=== Page excerpt ===
────────

The Department of Energy's latest projections are as follows:
An infusion of increased production from the two most promising new producing areas, Mexico and the North Sea, will be helpful but probably insufficient to forestall the probable supply shortfall. Significant production from yet-to-be discovered oil is extremely unlikely until after 1985 because of the time required for development of the discovered reserves. For example, Mexico, with initial discoveries in 1972, is expected to produce 2.2 mmbd in1980, only 1.7 mmbd above Mexico's 1971 production level of 0.5 mmbd.
North Sea production, currently at approximately 1.7 mmbd, should peak in 1986 at an optimistic level of 4.0 mmbd and decline to 3.7 mmbd by 1990. Mexican production, currently at 1.5 mmbd, could grow to as much as 4.5 mmbd by 1985, although a maximum of 3.5 mmbd is more likely in that year.
Unless demand growth is slowed in the interim, by 1990 the physical capacity for oil production could result in supplies insufficient to meet oil demand at current prices. Higher prices or stringent new policies by consuming governments would then be required to ration the limited supplies. The consuming nations could begin a fierce political and economic struggle for scarce supplies, straining relations between Western allies and between richer and poorer nations. The international economy could undergo yet another setback, with adverse implications for the lives of people everywhere.

────────

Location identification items
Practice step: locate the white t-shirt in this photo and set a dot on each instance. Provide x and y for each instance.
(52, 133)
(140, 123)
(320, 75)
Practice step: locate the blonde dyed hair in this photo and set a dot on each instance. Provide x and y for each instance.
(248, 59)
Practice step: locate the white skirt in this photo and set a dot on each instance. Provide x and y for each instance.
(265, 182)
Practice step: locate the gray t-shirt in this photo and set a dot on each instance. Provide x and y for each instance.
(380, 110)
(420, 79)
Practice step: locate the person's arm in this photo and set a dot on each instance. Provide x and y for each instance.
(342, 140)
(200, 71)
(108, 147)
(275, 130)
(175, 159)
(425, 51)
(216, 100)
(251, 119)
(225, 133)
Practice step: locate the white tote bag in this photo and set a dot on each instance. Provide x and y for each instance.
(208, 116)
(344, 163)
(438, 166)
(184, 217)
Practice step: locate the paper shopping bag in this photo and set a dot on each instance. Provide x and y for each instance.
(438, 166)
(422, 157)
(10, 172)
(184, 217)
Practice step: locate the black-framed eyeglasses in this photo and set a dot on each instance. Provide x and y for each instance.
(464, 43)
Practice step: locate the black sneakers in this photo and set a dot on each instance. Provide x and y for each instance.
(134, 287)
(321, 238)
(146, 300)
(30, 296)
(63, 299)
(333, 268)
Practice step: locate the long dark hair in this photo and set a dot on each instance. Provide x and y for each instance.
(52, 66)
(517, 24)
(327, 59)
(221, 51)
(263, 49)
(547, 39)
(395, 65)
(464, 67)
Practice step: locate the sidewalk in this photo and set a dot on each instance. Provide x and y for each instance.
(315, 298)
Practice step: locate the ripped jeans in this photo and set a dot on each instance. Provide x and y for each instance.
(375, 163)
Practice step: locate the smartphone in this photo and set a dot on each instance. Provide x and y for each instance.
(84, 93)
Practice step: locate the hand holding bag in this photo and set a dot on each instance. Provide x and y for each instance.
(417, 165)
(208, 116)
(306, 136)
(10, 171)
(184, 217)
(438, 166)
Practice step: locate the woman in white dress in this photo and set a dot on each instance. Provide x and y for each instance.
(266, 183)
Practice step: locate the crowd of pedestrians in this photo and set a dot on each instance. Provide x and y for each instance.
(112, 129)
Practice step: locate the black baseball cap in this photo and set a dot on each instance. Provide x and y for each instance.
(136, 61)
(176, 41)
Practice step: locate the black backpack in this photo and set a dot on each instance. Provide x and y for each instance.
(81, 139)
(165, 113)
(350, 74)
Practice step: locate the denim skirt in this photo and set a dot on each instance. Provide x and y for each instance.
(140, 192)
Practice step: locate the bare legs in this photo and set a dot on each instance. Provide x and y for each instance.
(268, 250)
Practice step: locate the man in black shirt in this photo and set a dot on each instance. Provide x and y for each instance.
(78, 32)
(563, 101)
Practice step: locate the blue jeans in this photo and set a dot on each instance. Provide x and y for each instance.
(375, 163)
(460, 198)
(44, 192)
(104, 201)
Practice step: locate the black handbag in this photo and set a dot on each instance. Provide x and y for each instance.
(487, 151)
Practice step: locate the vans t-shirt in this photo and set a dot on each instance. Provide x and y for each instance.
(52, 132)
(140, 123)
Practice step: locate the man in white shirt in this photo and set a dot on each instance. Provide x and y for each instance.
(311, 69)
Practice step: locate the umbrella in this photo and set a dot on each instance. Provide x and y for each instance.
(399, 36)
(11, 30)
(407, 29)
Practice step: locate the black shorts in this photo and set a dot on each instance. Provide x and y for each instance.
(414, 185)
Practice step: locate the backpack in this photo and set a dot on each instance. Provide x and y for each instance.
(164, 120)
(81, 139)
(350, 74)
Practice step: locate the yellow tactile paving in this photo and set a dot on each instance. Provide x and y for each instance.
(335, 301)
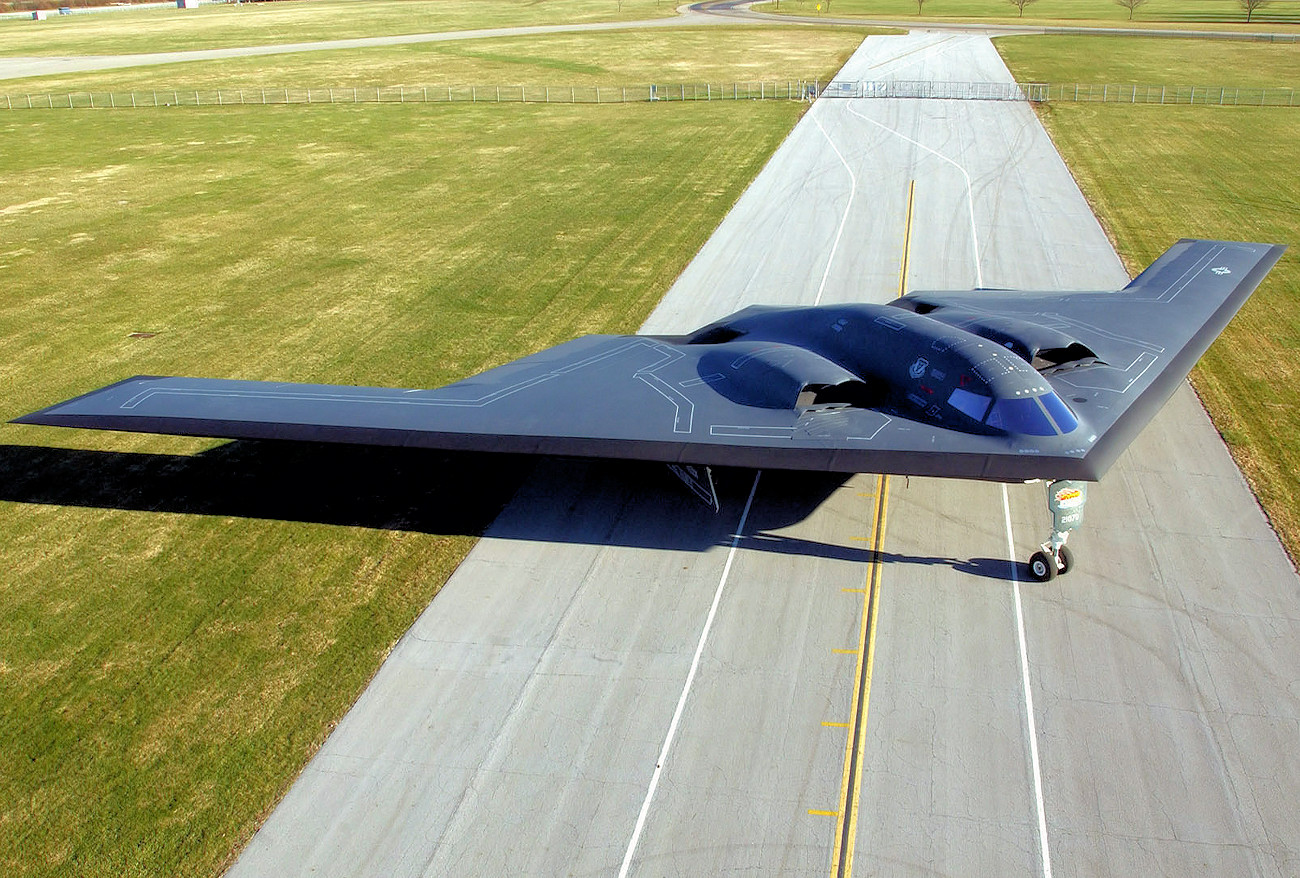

────────

=== Problems to work on ===
A – List every year the oil supply passage mentions, giving each year only once.
B – Show each line in the records that contains the string "skirt", matching case exactly.

=== In response ===
A – 1985, 1972, 1980, 1971, 1986, 1990

B –
Practice step: locate the white skirt in this photo and set a dot on each instance. Provide x and y for each instance.
Practice step: locate the denim skirt in this photo and set a dot on each instance. Provide x and y for each instance.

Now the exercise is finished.